- **Assignment**: Wherever a picture appears in the listing below, leave it out and reproduce the rest exactly.
>>>
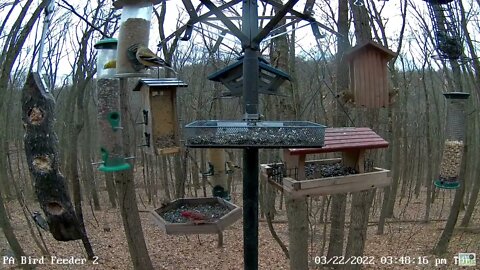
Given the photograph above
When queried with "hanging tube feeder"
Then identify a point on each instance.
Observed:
(446, 27)
(134, 29)
(454, 141)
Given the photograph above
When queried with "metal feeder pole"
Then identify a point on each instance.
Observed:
(250, 155)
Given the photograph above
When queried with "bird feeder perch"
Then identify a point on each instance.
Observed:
(217, 214)
(368, 74)
(270, 78)
(106, 57)
(160, 114)
(134, 29)
(352, 142)
(454, 141)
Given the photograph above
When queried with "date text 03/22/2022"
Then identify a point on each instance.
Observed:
(30, 260)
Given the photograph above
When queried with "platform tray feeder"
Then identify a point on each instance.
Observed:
(255, 134)
(219, 214)
(300, 178)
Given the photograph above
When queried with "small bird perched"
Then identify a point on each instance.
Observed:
(145, 58)
(110, 64)
(194, 217)
(40, 221)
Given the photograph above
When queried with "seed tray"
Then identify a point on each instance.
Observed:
(257, 134)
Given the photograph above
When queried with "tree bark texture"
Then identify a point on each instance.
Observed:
(38, 107)
(127, 196)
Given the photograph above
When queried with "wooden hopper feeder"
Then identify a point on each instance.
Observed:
(231, 76)
(352, 142)
(219, 215)
(368, 74)
(160, 114)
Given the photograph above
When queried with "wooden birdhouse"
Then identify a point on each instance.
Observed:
(160, 114)
(368, 74)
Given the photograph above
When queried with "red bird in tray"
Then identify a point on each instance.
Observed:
(194, 217)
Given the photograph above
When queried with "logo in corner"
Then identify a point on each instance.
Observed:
(467, 259)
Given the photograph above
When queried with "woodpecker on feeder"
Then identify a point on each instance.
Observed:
(40, 221)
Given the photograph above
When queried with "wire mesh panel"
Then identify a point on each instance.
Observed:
(260, 134)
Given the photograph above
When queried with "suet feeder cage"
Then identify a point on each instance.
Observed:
(134, 29)
(217, 214)
(269, 81)
(255, 134)
(446, 27)
(369, 75)
(106, 57)
(160, 114)
(454, 141)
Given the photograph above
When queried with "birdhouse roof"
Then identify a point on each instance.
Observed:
(225, 72)
(159, 83)
(370, 45)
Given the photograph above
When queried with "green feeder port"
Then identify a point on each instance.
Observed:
(453, 150)
(112, 164)
(114, 120)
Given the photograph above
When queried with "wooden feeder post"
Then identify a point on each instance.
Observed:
(160, 121)
(368, 74)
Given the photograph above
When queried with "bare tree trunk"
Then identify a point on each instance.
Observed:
(42, 157)
(127, 196)
(8, 231)
(339, 201)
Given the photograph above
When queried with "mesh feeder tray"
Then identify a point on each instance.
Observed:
(257, 134)
(217, 214)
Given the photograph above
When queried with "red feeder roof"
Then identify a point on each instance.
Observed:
(345, 139)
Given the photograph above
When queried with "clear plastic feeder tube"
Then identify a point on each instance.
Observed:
(134, 29)
(454, 137)
(106, 57)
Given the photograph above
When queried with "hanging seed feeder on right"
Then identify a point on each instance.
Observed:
(454, 141)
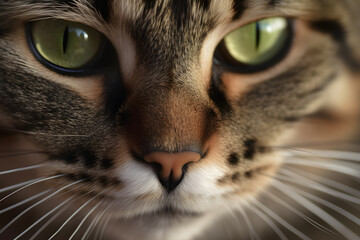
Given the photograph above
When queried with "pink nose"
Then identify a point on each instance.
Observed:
(172, 163)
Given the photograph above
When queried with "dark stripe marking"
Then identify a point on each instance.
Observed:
(250, 148)
(338, 34)
(239, 6)
(103, 7)
(233, 159)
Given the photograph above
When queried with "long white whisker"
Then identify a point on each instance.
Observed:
(343, 155)
(84, 219)
(330, 183)
(351, 170)
(23, 202)
(329, 205)
(269, 222)
(48, 222)
(78, 210)
(343, 230)
(230, 211)
(303, 216)
(43, 217)
(100, 231)
(22, 169)
(96, 220)
(253, 234)
(30, 184)
(36, 204)
(295, 178)
(280, 220)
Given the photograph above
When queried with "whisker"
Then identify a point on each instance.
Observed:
(24, 201)
(332, 154)
(317, 144)
(253, 234)
(314, 185)
(323, 165)
(330, 183)
(12, 130)
(230, 212)
(78, 210)
(280, 220)
(303, 216)
(84, 219)
(329, 205)
(96, 220)
(343, 230)
(269, 222)
(5, 189)
(30, 184)
(22, 169)
(48, 222)
(36, 204)
(43, 217)
(100, 231)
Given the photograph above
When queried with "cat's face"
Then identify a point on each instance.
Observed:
(170, 120)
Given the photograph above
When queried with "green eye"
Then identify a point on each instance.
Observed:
(67, 45)
(256, 44)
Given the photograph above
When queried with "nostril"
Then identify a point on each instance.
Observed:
(172, 163)
(170, 167)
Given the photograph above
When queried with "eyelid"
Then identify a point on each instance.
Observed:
(105, 56)
(223, 58)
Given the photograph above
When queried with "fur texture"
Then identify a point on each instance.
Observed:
(165, 93)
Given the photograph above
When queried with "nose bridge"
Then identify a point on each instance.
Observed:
(167, 118)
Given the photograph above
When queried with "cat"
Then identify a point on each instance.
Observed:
(169, 119)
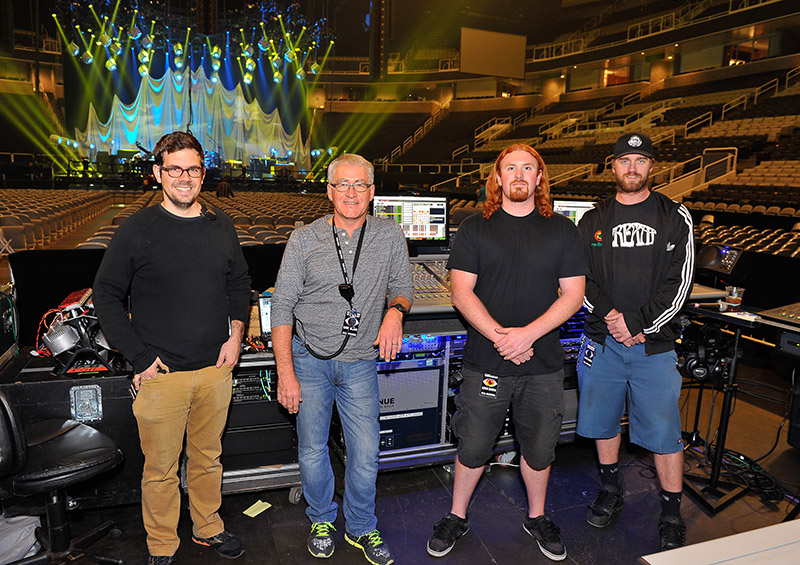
<<<
- **Answer box**:
Given the photograph above
When queried with "hanging tube feeder"
Then identify a point on each instance.
Observed:
(446, 27)
(134, 29)
(454, 141)
Given the photograph above
When queried with "metal feeder pole"
Then identify a point on each instance.
Observed:
(250, 155)
Given the photograph above
When queried with "bird feeder perch"
Then identify a point on each instance.
Observed:
(217, 214)
(368, 74)
(270, 78)
(106, 57)
(160, 114)
(134, 29)
(352, 142)
(454, 141)
Given the photograph above
When queried with "date text 03/22/2022"
Then identify a point on each instance.
Observed:
(30, 260)
Given the photograph above
When queried with "platform tray feeder"
Then identify a point on each instance.
Observed:
(255, 134)
(219, 214)
(300, 178)
Given the photograph above
When queried with "small bird perched"
Then identify a point on each instance.
Observed:
(145, 58)
(110, 64)
(194, 217)
(40, 221)
Given the photograph above
When queried with "seed tray"
Then identify a point on each instance.
Observed:
(257, 134)
Given the photograph above
When queried with "tree bark texture"
Then identify a point on each instance.
Observed:
(38, 107)
(127, 196)
Given the photograph above
When queried with "wooden hopper feeder"
Then identify a point on each instance.
Observed:
(231, 76)
(352, 142)
(219, 215)
(368, 74)
(160, 114)
Given the photograph above
When queried with "wooden birdhouse"
Then identify a point on each instance.
Observed:
(160, 114)
(368, 74)
Given the photograph above
When queried with "red bird in tray"
Then identify a point on each instance.
Observed:
(194, 217)
Given the photograph above
When queried with "logo in corner"
Then identify a point on each instance.
Observed:
(467, 259)
Given the photograph above
When queried with "woodpecker on feeder"
Then identify a point on each instance.
Observed:
(40, 221)
Given the photograph above
When queried with "wire mesh panel"
Then identify a point on each instance.
Observed:
(260, 134)
Given the photograph above
When queried with "suet feeder cage"
Then identify a point on each instance.
Observed:
(134, 29)
(217, 214)
(269, 81)
(255, 134)
(446, 27)
(369, 75)
(106, 57)
(160, 114)
(454, 141)
Given the photograph above
When queried with "birdhouse roof"
Then identify a point on each instance.
Observed:
(225, 72)
(159, 83)
(370, 45)
Given the photograph above
When queried with "green feeder port"
Then identify a point on each instance.
Observed:
(453, 150)
(112, 164)
(114, 120)
Given the photograph above
When queried with "wooden feeder post"
Then identify a point on each instance.
Observed:
(160, 121)
(368, 74)
Given the photograph above
When queried with "bare tree trunk"
Then identify a point on each instance.
Observed:
(42, 157)
(127, 196)
(8, 231)
(339, 201)
Given the photograph above
When queried with "mesh feeder tray"
Then identify a point on each instance.
Observed:
(257, 134)
(217, 214)
Given the photograph above
When queried with "red feeder roof"
Then identify a point on each instance.
Observed:
(345, 139)
Given the photograph above
When queried with "clear plastic feeder tube"
Then identify a point on each instance.
Observed:
(134, 29)
(454, 137)
(106, 57)
Given the photograph above
When queried with "hanging seed feeder on right"
Then identify a point on each instance.
Observed:
(454, 141)
Given the photograph above
When queried with "pink nose"
Then identify a point on each instance.
Observed:
(172, 163)
Given the photograph above
When queried with "dark stripe marking"
Then identify a point on each instance.
Observed:
(250, 148)
(338, 34)
(239, 6)
(103, 7)
(233, 159)
Given the photograph above
When queried with "long white whisker"
Then identify a point on each instance.
Observed:
(343, 155)
(84, 219)
(330, 183)
(351, 170)
(23, 202)
(329, 205)
(269, 222)
(48, 222)
(78, 210)
(343, 230)
(230, 211)
(303, 216)
(43, 217)
(100, 231)
(22, 169)
(96, 220)
(253, 234)
(30, 184)
(36, 204)
(295, 178)
(280, 220)
Given the photograph above
When queried with "whisker"
Then identify a point on each instance.
Observed:
(24, 201)
(332, 154)
(317, 144)
(253, 234)
(314, 185)
(323, 165)
(330, 183)
(12, 130)
(230, 212)
(78, 210)
(280, 220)
(303, 216)
(84, 219)
(329, 205)
(96, 220)
(343, 230)
(269, 222)
(5, 189)
(30, 184)
(22, 169)
(48, 222)
(36, 204)
(43, 217)
(100, 231)
Given the photograph above
When queried with "cat's face"
Then identify a point on each instance.
Observed:
(170, 120)
Given the photograph above
When queried with "green eye"
Then identify a point on each instance.
Observed:
(67, 45)
(256, 44)
Given the photograph above
When queried with "nostril"
Then identify a point on each instance.
Observed:
(172, 163)
(170, 167)
Given the photograph above
When queried with "eyelid"
Then identify a point on each instance.
Observed:
(105, 56)
(223, 58)
Given the photograph above
When queried with "fur texture"
Then identify a point on each instance.
Observed:
(165, 93)
Given the photograph above
When queried with "nose bridge"
Then identify a point on each instance.
Observed:
(167, 118)
Given the photograph above
When queried with "cat"
Then identify a point on each instance.
Observed:
(169, 119)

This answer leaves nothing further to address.